## TEXT SEGMENT
━━━━━━━━━━

We are the community that boldly stood up to anti-Semitism and discrimination by saying, "Not In Our Town."
It was, by most people's estimation, our proudest moment.
You hear that being referenced often and it's something Billings can rightfully take pride in. We still employ the phrase to summon our best angels and chase off those racist tropes that periodically raise their ugly heads in our community.
More recently, The Gazette along with other papers in the state have begun using the phrase, "No Room For Hate In Our State." It's a big sky, but not big enough for racism and bigotry.
That's why we feel compelled to condemn President Donald Trump's most recent tweetstorm and attack on four members of Congress, all women and all of minority background.
While the Trump administration insists there was nothing racist about the remark, we can't help but point out that in addition to being Democrats, these women came from a diverse background and in one case, a different country.
The problem and the reason we feel compelled to call out this action is because of the slippery-slope danger Trump's tweets pose.
You see, if it's alright for the President to attack women and minorities, then it surely must send the message that everyone else can do it. And not's just wrong when Trump does it, it's dangerous because it allows others to sink as low. We must hold politicians in high office to high standards.
The President suggested that these women, three out of four who were born in America (New York City, Cincinnati and Detroit) should "go back" to their countries.
While these comments set the political world and social media afire, it's amazing how we've become so callous to Trump's frequent tirades on Twitter that we seem to be nonplussed that he's attacking fellow Americans, and seems ignorant that they're citizens in the first place. This isn't just a gaffe, it's factually reckless.

━━━━━━━━━━

## WHAT THE TASK ASKS
Answer these questions from the editorial.
(a) What phrase did the community use when it stood up to anti-Semitism and discrimination?
(b) What phrase have The Gazette and other papers in the state begun using?
(c) How many of the four members of Congress were born in America, and in which cities?

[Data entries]
━━━━━━━━━━

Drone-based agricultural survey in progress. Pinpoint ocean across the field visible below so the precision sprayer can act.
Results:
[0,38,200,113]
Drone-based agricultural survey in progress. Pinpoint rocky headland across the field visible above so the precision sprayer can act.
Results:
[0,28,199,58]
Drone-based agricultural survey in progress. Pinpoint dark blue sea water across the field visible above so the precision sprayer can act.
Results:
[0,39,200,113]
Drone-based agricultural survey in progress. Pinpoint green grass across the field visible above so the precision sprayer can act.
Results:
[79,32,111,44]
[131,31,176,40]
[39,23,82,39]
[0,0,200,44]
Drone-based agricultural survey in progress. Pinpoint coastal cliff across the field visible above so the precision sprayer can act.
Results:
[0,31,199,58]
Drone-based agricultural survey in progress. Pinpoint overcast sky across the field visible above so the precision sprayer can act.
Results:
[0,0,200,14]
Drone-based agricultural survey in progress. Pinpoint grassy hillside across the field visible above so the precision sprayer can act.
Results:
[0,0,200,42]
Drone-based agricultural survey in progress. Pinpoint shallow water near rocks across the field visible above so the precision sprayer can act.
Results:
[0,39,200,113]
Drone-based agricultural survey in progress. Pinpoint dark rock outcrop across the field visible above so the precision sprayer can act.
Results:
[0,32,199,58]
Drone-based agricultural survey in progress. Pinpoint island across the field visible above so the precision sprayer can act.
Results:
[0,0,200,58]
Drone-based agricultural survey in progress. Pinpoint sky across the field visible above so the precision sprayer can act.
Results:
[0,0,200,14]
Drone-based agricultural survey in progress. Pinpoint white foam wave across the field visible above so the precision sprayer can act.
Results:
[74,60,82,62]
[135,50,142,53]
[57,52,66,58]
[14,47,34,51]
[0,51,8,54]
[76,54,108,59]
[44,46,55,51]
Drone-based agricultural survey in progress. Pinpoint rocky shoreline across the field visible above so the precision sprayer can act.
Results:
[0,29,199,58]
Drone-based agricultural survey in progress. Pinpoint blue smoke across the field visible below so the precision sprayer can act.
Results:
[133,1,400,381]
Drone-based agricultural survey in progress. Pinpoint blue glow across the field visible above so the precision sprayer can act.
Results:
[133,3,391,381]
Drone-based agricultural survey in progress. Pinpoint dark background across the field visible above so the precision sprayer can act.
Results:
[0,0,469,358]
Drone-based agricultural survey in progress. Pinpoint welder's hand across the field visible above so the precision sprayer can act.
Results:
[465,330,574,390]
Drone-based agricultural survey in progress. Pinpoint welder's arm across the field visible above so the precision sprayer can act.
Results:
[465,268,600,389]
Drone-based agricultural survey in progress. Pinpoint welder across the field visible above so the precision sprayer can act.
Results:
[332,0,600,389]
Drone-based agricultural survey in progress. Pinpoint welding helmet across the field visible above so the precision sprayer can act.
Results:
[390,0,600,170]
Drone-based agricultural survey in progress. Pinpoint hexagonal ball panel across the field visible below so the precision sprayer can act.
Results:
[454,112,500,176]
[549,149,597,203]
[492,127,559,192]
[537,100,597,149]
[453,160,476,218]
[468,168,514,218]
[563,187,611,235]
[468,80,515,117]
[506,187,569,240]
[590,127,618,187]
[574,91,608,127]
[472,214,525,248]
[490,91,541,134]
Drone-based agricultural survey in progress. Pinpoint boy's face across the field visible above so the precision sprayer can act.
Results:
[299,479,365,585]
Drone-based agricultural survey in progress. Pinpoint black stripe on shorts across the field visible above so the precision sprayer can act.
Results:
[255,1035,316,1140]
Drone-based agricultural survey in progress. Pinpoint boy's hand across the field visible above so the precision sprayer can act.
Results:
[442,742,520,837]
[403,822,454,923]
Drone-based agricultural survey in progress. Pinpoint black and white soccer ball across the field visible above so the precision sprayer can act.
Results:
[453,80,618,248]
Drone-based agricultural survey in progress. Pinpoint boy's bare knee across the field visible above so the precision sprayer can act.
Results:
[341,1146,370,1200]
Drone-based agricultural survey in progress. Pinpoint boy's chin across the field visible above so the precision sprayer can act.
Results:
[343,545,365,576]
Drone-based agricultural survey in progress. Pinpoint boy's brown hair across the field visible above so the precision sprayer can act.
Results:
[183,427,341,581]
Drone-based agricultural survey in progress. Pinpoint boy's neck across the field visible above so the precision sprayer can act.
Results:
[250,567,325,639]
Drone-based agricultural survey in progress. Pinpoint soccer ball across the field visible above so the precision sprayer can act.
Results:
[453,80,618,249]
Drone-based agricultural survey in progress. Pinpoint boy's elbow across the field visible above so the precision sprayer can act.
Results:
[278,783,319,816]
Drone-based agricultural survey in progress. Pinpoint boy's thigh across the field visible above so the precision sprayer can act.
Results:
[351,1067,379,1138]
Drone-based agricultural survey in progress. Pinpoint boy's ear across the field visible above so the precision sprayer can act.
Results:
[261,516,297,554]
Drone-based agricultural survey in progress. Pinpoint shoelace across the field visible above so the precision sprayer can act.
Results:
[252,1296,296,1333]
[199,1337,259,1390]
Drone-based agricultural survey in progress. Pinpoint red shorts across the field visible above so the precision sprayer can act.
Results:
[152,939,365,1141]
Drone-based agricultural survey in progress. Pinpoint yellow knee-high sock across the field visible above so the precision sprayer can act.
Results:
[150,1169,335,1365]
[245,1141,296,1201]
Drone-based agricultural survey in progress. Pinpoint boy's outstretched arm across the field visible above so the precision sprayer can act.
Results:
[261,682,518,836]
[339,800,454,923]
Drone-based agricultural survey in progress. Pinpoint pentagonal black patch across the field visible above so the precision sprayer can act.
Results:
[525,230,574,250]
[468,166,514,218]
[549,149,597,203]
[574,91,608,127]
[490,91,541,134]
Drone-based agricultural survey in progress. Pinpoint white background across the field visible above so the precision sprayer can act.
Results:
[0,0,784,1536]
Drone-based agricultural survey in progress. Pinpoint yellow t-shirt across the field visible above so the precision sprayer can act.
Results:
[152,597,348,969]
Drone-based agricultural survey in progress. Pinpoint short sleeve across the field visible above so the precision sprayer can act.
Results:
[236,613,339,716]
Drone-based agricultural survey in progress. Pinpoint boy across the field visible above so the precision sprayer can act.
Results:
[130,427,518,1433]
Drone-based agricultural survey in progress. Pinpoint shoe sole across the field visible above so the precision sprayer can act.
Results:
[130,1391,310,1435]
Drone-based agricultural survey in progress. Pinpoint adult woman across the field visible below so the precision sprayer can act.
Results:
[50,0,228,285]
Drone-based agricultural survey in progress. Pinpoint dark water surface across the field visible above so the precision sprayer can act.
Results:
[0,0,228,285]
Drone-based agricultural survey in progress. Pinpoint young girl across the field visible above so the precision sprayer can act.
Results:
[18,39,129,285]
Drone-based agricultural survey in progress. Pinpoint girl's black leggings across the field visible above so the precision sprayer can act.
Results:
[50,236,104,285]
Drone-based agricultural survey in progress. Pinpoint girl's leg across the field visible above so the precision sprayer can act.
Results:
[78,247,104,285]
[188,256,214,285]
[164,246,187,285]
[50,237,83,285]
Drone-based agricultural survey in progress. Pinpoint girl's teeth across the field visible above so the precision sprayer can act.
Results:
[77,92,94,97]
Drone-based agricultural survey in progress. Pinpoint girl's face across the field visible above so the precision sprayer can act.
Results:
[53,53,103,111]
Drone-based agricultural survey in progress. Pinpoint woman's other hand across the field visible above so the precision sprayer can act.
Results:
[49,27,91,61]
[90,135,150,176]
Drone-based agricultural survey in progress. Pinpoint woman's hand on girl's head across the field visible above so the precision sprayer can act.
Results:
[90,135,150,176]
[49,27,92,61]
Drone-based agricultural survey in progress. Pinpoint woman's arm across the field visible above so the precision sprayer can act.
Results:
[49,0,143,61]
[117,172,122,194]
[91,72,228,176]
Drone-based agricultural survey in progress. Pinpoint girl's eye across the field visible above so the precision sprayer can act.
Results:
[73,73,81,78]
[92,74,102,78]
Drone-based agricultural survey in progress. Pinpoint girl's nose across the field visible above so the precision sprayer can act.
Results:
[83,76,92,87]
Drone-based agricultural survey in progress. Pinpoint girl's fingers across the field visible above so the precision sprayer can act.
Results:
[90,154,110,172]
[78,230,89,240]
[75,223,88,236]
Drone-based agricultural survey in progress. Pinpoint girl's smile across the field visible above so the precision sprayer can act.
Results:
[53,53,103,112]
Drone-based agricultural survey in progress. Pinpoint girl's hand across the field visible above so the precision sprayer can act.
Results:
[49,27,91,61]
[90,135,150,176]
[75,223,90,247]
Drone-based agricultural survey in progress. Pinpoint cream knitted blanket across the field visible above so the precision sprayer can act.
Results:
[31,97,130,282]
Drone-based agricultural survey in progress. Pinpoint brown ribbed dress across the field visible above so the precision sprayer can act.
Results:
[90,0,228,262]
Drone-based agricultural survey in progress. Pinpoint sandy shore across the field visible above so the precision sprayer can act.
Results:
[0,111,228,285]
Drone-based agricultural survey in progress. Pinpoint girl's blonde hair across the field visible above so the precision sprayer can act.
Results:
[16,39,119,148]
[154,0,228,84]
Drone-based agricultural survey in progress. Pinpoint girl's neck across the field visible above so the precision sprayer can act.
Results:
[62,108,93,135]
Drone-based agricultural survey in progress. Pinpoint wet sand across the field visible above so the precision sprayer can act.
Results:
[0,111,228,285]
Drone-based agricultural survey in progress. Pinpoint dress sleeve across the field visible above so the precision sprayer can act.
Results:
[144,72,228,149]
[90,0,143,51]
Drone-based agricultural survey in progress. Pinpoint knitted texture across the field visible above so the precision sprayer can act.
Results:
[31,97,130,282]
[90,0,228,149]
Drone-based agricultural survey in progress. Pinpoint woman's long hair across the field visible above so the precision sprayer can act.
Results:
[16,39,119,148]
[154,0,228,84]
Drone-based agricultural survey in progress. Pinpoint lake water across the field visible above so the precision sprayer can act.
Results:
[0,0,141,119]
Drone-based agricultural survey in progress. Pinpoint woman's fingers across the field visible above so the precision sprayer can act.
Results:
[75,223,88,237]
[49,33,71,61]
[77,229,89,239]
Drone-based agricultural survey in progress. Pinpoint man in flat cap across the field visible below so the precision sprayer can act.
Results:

━━━━━━━━━━

## RESULT FOR THIS TASK
(a) "Not In Our Town."
(b) "No Room For Hate In Our State."
(c) Three were born in America, in New York City, Cincinnati and Detroit.